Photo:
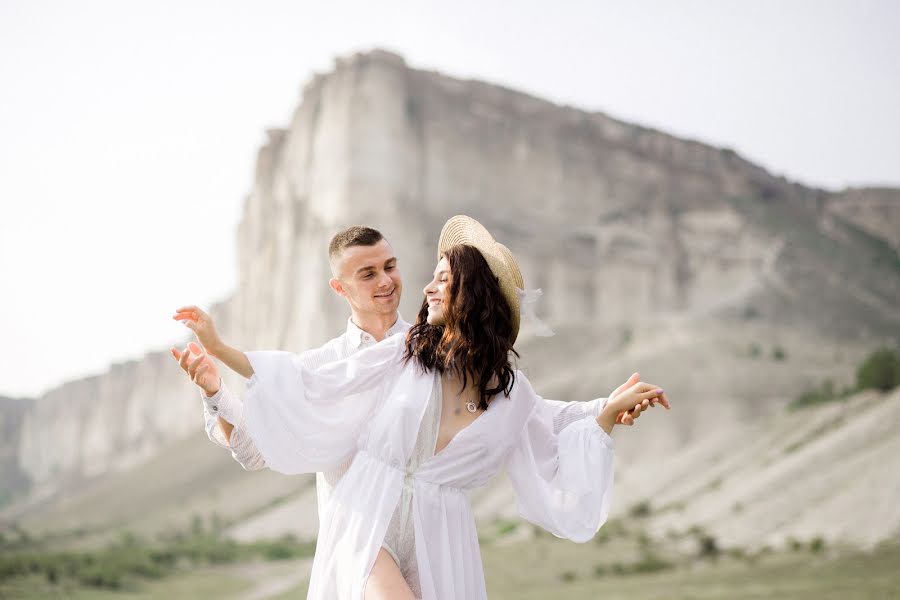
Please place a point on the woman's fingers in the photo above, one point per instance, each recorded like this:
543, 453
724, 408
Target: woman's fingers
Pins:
635, 377
196, 377
183, 360
196, 363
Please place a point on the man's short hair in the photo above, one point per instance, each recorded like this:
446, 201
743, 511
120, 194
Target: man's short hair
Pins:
353, 236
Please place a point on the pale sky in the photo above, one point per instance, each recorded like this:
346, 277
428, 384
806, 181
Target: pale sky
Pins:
128, 129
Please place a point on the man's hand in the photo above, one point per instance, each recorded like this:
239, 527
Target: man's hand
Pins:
202, 325
199, 366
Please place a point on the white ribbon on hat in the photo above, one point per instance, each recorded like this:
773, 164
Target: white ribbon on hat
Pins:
527, 303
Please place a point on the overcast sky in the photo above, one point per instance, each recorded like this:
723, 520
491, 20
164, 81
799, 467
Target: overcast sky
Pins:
128, 130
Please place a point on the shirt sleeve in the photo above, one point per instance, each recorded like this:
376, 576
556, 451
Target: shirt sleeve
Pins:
563, 481
224, 404
305, 420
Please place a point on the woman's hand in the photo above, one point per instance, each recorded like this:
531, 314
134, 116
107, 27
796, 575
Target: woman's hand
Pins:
198, 321
626, 405
202, 369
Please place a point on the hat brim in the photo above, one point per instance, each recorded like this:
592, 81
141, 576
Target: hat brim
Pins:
462, 229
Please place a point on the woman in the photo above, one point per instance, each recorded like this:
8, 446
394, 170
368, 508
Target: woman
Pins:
430, 417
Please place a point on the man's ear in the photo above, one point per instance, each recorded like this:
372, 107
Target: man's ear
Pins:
338, 286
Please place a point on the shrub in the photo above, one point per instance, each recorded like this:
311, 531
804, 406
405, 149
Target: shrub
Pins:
879, 371
641, 509
825, 393
568, 576
650, 563
709, 548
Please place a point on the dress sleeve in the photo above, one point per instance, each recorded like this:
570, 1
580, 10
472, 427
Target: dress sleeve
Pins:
229, 407
566, 413
563, 481
305, 420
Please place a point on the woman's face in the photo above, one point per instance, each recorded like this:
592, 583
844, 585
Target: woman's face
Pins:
437, 293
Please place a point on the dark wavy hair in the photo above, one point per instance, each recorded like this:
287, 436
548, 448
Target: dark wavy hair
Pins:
477, 336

= = = = = = =

■ WORK INSTRUCTION: Could you repeat exactly the lines from the first one of the records above through the line containing "Target: man's short hair", leaving out any pictures?

■ ANSWER BOX:
Photo:
Please place a point on the woman's fingers in the photo above, one point per instance, each recorded like this:
543, 453
724, 408
Target: woman's fingers
Pins:
635, 377
196, 377
183, 360
196, 363
Please place a point on the man's short hair in the photo above, one point per instance, each recorded like this:
446, 201
743, 511
120, 194
Target: man's short hair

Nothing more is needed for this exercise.